__Страница__.

Читать книгу Миф о рациональном избирателе. Почему демократии выбирают плохую политику - Брайан Каплан - Страница 16
Глава 2
Систематические предубеждения в области экономической теории
Антирыночные предубеждения
ОглавлениеТорговля по сути своей занятие сатанинское.
Шарль Бодлер[109]
Впервые о политике по поддержанию цен на сельскохозяйственную продукцию я узнал в овощном отделе продуктового магазина. Я тогда ходил в детский сад. Мама объяснила мне, что на первый взгляд политика по поддержанию цен делает фрукты и овощи более дорогими, но заверила меня, что такой вывод является поспешным. Без поддержания цен столько ферм прекратят свою деятельность, что цены улетят в стратосферу. Будь я развит не по годам, я задал бы ей пару вопросов. Существуют ли программы по поддержанию цен в отношении другой продукции? Почему нет? Но в тот момент я принял то объяснение, которое она мне дала, и у меня надолго осталось чувство, что ценовая конкуренция вредит как продавцам, так и покупателям.
Это была одна из первых запомнившихся мне встреч с антирыночным предубеждением, т. е. склонностью недооценивать экономические выгоды рыночного механизма[110]. У людей имеются большие сомнения насчет того, насколько они может довериться ориентированным на получение прибыли предприятиям в достижении социально полезных результатов. Люди обращают внимание на мотивы бизнеса и игнорируют дисциплину, налагаемую на него конкуренцией. Хотя экономисты признают, что максимизация прибыли в сочетании с несовершенствами рынка может приводить к плохим результатам, неэкономисты склонны считать успех в алчности социально вредным как таковой.

__Цель задания__. Можете слово в слово воспроизвести весь текст страницы об антирыночных предубеждениях?

(Строки с указанием именованных объектов)
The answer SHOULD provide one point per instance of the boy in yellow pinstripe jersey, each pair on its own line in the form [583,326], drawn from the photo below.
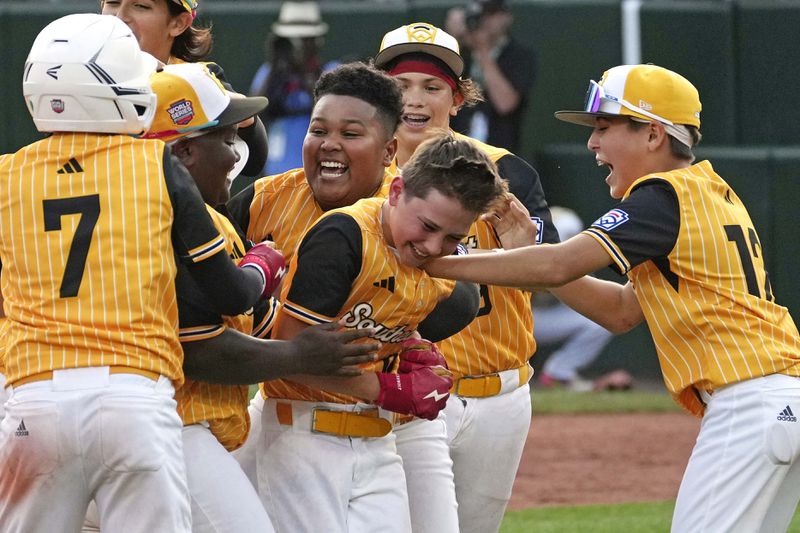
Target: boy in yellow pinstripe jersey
[490,409]
[728,352]
[88,258]
[215,415]
[325,438]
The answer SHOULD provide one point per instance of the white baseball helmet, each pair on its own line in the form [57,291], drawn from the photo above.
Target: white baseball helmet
[86,72]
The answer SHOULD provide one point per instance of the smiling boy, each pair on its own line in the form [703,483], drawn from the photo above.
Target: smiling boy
[683,237]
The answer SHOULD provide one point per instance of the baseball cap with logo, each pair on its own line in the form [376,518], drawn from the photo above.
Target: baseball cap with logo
[191,100]
[643,93]
[299,19]
[421,37]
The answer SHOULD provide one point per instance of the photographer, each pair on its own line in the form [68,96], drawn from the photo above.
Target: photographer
[504,69]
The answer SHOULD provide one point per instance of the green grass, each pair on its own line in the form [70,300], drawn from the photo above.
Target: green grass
[652,517]
[559,401]
[630,517]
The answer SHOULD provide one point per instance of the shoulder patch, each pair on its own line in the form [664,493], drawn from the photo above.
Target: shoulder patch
[611,220]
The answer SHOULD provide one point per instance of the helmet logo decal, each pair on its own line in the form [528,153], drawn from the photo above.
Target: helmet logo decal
[53,71]
[181,112]
[421,33]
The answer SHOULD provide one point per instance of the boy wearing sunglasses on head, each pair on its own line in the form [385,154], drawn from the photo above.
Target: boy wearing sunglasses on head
[728,352]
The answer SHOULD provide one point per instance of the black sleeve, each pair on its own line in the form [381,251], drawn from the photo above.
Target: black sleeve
[524,183]
[452,314]
[255,136]
[645,225]
[232,290]
[328,261]
[239,207]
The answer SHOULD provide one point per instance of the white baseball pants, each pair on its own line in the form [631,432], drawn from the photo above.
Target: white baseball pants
[429,475]
[84,433]
[487,436]
[744,471]
[315,482]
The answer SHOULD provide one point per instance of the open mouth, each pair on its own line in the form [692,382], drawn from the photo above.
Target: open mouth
[332,169]
[415,121]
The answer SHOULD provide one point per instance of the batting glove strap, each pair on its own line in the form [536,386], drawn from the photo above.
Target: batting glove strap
[268,262]
[419,353]
[422,393]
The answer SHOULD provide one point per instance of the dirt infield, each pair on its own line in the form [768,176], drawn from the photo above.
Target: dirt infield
[596,459]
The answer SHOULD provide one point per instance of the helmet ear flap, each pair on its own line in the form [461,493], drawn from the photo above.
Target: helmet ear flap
[86,72]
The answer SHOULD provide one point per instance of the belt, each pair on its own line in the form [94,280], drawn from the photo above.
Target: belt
[333,419]
[492,384]
[113,369]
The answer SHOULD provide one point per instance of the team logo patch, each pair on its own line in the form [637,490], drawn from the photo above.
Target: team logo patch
[181,112]
[611,220]
[539,229]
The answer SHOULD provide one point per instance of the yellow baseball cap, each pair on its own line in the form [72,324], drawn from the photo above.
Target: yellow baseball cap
[192,99]
[421,37]
[644,92]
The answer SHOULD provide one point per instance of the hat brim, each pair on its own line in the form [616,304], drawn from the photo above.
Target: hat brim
[240,109]
[582,118]
[300,30]
[447,56]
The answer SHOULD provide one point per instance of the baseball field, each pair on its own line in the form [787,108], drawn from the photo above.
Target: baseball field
[601,463]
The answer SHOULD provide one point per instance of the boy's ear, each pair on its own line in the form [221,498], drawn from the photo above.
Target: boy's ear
[458,101]
[390,151]
[396,189]
[177,25]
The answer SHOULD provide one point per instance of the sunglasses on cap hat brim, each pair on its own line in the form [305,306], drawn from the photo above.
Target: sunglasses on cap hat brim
[593,108]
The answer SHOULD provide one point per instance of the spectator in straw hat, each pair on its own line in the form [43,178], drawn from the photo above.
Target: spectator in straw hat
[287,78]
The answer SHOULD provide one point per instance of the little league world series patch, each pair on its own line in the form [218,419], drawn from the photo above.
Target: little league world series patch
[611,220]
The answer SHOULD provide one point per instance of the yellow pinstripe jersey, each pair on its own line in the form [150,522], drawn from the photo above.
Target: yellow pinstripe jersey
[224,407]
[712,316]
[501,336]
[88,262]
[384,294]
[283,208]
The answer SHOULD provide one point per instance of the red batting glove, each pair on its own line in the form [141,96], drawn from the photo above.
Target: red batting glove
[422,393]
[419,353]
[269,262]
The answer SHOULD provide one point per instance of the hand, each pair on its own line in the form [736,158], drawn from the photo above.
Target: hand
[420,353]
[330,351]
[512,224]
[268,262]
[422,393]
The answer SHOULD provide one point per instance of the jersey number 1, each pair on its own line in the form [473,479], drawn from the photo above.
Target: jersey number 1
[736,234]
[89,209]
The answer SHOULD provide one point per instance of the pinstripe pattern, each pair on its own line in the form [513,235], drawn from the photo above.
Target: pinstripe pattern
[712,331]
[224,407]
[283,208]
[501,336]
[124,311]
[395,314]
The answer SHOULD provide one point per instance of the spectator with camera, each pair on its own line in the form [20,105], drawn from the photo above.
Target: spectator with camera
[503,68]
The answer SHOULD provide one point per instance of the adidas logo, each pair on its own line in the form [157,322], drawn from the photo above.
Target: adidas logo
[71,167]
[387,284]
[22,431]
[787,415]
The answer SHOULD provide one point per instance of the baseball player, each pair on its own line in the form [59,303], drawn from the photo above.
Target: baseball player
[728,352]
[325,437]
[166,30]
[92,354]
[339,170]
[489,411]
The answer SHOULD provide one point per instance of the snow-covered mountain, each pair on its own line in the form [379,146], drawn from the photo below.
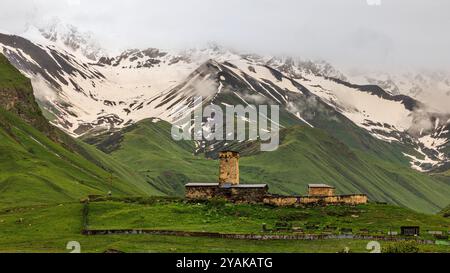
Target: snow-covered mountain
[81,89]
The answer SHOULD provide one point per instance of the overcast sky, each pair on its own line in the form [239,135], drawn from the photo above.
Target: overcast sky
[361,33]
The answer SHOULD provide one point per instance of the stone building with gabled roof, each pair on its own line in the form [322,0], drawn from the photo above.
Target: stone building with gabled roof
[230,189]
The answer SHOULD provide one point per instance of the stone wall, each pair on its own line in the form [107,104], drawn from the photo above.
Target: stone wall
[233,194]
[229,168]
[279,200]
[201,193]
[321,191]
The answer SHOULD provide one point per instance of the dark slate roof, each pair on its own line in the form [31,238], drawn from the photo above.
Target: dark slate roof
[249,186]
[320,186]
[226,185]
[202,185]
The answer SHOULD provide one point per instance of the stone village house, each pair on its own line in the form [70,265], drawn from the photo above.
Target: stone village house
[229,188]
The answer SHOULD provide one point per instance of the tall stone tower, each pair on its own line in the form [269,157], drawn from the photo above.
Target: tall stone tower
[228,168]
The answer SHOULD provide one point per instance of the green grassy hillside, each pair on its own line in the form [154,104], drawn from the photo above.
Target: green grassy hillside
[306,155]
[38,170]
[225,217]
[40,164]
[49,228]
[147,148]
[16,95]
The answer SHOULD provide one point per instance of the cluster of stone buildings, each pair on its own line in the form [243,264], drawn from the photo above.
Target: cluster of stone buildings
[229,188]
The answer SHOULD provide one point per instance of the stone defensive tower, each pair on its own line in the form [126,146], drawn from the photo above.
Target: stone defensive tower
[228,168]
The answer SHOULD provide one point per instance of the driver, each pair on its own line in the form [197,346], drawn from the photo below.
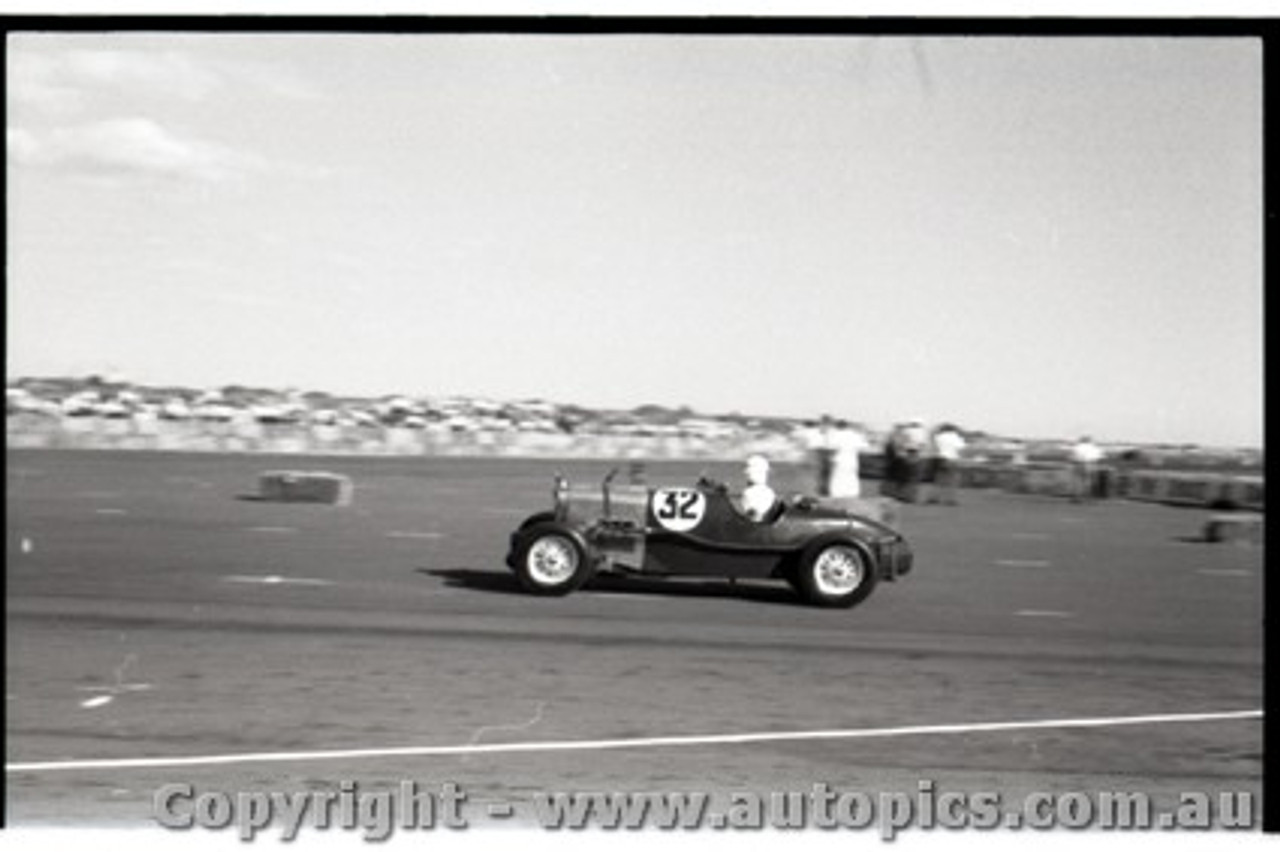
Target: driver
[758,498]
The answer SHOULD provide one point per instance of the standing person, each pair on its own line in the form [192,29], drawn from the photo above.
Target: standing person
[912,444]
[947,444]
[758,497]
[1084,463]
[846,443]
[821,452]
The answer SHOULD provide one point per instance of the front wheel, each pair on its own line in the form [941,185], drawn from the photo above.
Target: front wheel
[552,560]
[836,573]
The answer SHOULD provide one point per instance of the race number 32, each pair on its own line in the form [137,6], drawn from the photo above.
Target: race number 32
[679,509]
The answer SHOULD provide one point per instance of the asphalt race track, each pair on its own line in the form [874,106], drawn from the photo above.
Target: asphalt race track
[154,613]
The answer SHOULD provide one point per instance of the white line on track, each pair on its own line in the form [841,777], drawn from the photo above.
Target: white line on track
[275,580]
[636,742]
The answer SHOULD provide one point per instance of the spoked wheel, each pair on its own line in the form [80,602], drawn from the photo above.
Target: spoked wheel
[836,575]
[552,562]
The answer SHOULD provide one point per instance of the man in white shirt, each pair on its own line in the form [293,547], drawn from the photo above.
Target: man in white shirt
[846,444]
[1084,462]
[947,443]
[758,498]
[910,441]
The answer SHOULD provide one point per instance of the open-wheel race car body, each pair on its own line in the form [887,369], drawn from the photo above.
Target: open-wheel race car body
[830,555]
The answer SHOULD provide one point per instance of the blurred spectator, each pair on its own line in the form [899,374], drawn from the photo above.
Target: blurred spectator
[845,443]
[1084,465]
[905,457]
[947,444]
[817,439]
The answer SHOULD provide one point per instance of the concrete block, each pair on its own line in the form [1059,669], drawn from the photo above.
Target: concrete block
[305,486]
[1242,528]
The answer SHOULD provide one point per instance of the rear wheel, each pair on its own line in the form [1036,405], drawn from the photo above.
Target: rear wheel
[552,560]
[836,573]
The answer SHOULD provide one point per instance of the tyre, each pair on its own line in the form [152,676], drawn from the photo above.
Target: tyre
[836,573]
[552,560]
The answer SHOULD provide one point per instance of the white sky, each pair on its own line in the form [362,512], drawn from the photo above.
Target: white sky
[1029,236]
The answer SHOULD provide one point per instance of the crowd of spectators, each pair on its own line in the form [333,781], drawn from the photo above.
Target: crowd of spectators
[37,399]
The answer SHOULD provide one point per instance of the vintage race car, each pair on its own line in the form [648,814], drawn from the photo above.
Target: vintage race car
[830,555]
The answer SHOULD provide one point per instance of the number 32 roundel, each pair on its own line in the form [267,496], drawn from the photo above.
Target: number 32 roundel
[679,509]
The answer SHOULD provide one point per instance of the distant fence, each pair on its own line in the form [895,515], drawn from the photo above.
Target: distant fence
[1207,489]
[251,436]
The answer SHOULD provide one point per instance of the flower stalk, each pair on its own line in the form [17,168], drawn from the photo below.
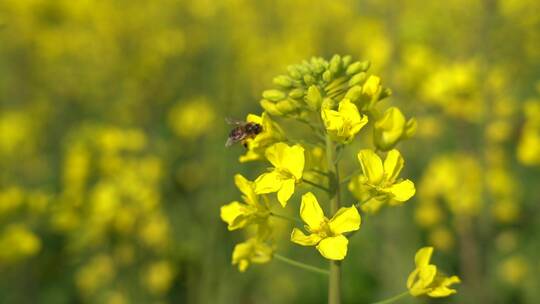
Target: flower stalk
[393,299]
[334,282]
[300,264]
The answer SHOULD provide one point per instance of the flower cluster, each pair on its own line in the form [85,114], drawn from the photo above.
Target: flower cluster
[335,101]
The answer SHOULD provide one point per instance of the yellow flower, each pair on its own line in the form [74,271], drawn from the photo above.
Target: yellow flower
[372,86]
[391,128]
[288,167]
[251,251]
[193,118]
[379,182]
[237,214]
[344,123]
[426,280]
[326,234]
[271,134]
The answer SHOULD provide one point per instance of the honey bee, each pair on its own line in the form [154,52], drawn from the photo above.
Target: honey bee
[242,131]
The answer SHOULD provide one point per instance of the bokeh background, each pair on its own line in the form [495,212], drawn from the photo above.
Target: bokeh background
[113,165]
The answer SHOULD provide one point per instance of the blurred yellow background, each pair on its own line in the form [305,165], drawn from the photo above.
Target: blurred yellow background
[113,165]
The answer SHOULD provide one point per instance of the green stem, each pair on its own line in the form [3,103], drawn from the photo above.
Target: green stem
[316,185]
[393,299]
[334,282]
[349,177]
[300,264]
[287,218]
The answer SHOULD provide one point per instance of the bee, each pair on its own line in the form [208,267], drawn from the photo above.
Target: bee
[242,131]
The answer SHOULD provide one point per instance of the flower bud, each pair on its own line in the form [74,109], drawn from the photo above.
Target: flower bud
[270,107]
[354,93]
[273,95]
[335,64]
[372,86]
[293,72]
[283,81]
[308,79]
[357,79]
[327,76]
[296,93]
[354,68]
[313,98]
[286,106]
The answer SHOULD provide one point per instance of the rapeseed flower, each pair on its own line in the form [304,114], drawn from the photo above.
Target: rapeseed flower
[379,182]
[391,128]
[238,215]
[252,251]
[326,234]
[427,280]
[343,124]
[271,134]
[288,164]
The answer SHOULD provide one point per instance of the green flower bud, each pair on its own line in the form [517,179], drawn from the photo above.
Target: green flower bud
[357,79]
[335,64]
[313,98]
[286,106]
[410,128]
[354,93]
[296,93]
[270,107]
[364,65]
[347,61]
[294,73]
[309,80]
[273,95]
[354,68]
[327,76]
[283,81]
[385,93]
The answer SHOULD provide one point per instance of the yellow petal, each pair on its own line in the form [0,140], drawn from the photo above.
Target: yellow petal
[334,248]
[371,165]
[294,161]
[389,129]
[442,289]
[298,237]
[246,187]
[268,183]
[234,214]
[254,118]
[332,119]
[403,191]
[372,85]
[423,256]
[275,154]
[393,165]
[310,211]
[345,220]
[372,206]
[286,191]
[420,279]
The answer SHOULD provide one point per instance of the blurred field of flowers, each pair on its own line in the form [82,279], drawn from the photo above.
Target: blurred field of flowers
[113,165]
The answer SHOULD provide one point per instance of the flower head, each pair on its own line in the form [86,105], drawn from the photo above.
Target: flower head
[271,133]
[252,251]
[426,279]
[239,215]
[391,128]
[379,182]
[344,123]
[326,234]
[288,162]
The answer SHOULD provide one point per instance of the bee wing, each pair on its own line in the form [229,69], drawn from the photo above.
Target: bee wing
[234,122]
[229,142]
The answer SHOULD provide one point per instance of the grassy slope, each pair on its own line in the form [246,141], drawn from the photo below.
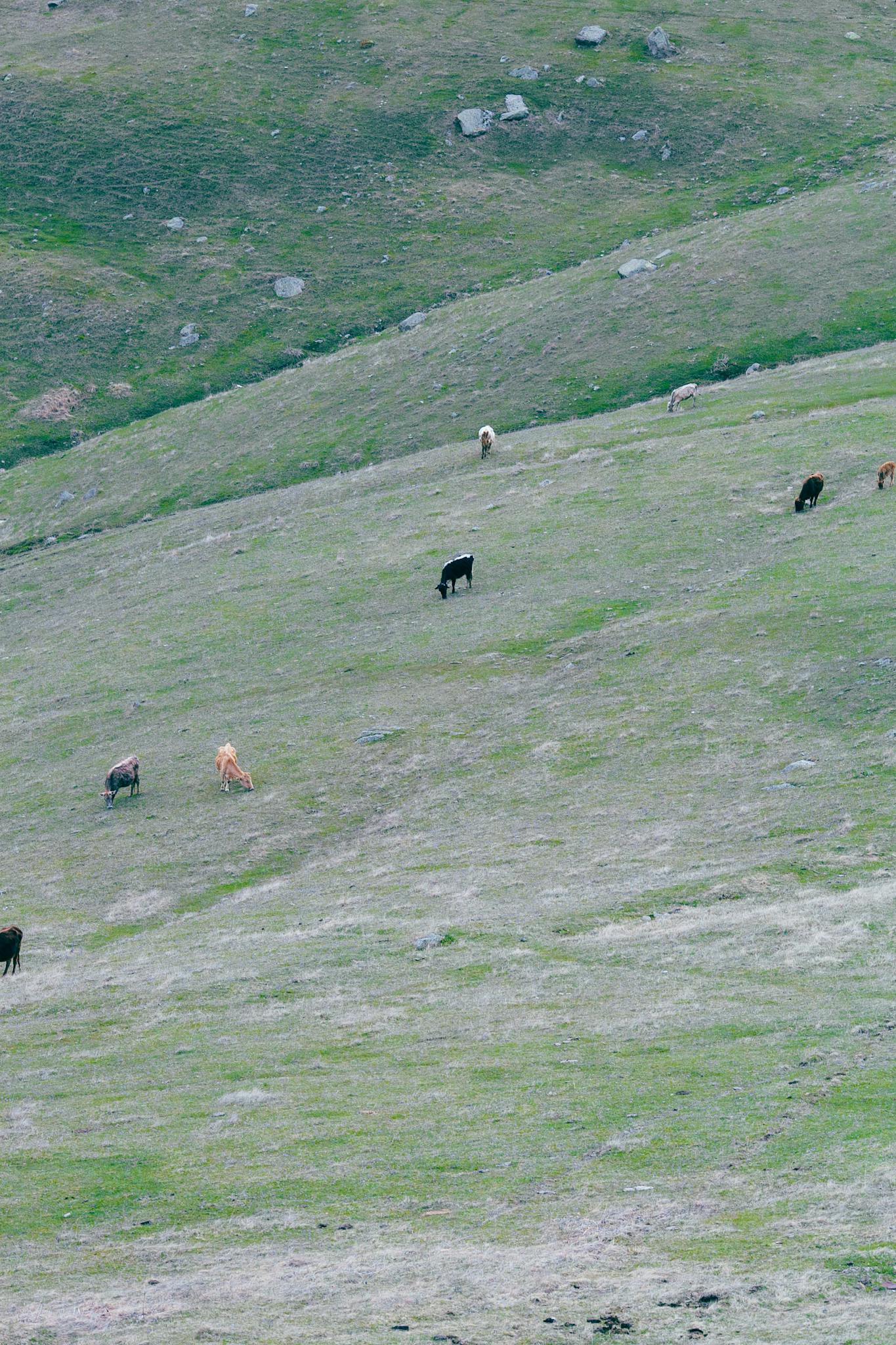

__Решение задачи__.
Читать книгу Миф о рациональном избирателе. Почему демократии выбирают плохую политику - Брайан Каплан - Страница 16
Глава 2
Систематические предубеждения в области экономической теории
Антирыночные предубеждения
ОглавлениеТорговля по сути своей занятие сатанинское.
Шарль Бодлер[109]
Впервые о политике по поддержанию цен на сельскохозяйственную продукцию я узнал в овощном отделе продуктового магазина. Я тогда ходил в детский сад. Мама объяснила мне, что на первый взгляд политика по поддержанию цен делает фрукты и овощи более дорогими, но заверила меня, что такой вывод является поспешным. Без поддержания цен столько ферм прекратят свою деятельность, что цены улетят в стратосферу. Будь я развит не по годам, я задал бы ей пару вопросов. Существуют ли программы по поддержанию цен в отношении другой продукции? Почему нет? Но в тот момент я принял то объяснение, которое она мне дала, и у меня надолго осталось чувство, что ценовая конкуренция вредит как продавцам, так и покупателям.
Это была одна из первых запомнившихся мне встреч с антирыночным предубеждением, т. е. склонностью недооценивать экономические выгоды рыночного механизма[110]. У людей имеются большие сомнения насчет того, насколько они может довериться ориентированным на получение прибыли предприятиям в достижении социально полезных результатов. Люди обращают внимание на мотивы бизнеса и игнорируют дисциплину, налагаемую на него конкуренцией. Хотя экономисты признают, что максимизация прибыли в сочетании с несовершенствами рынка может приводить к плохим результатам, неэкономисты склонны считать успех в алчности социально вредным как таковой.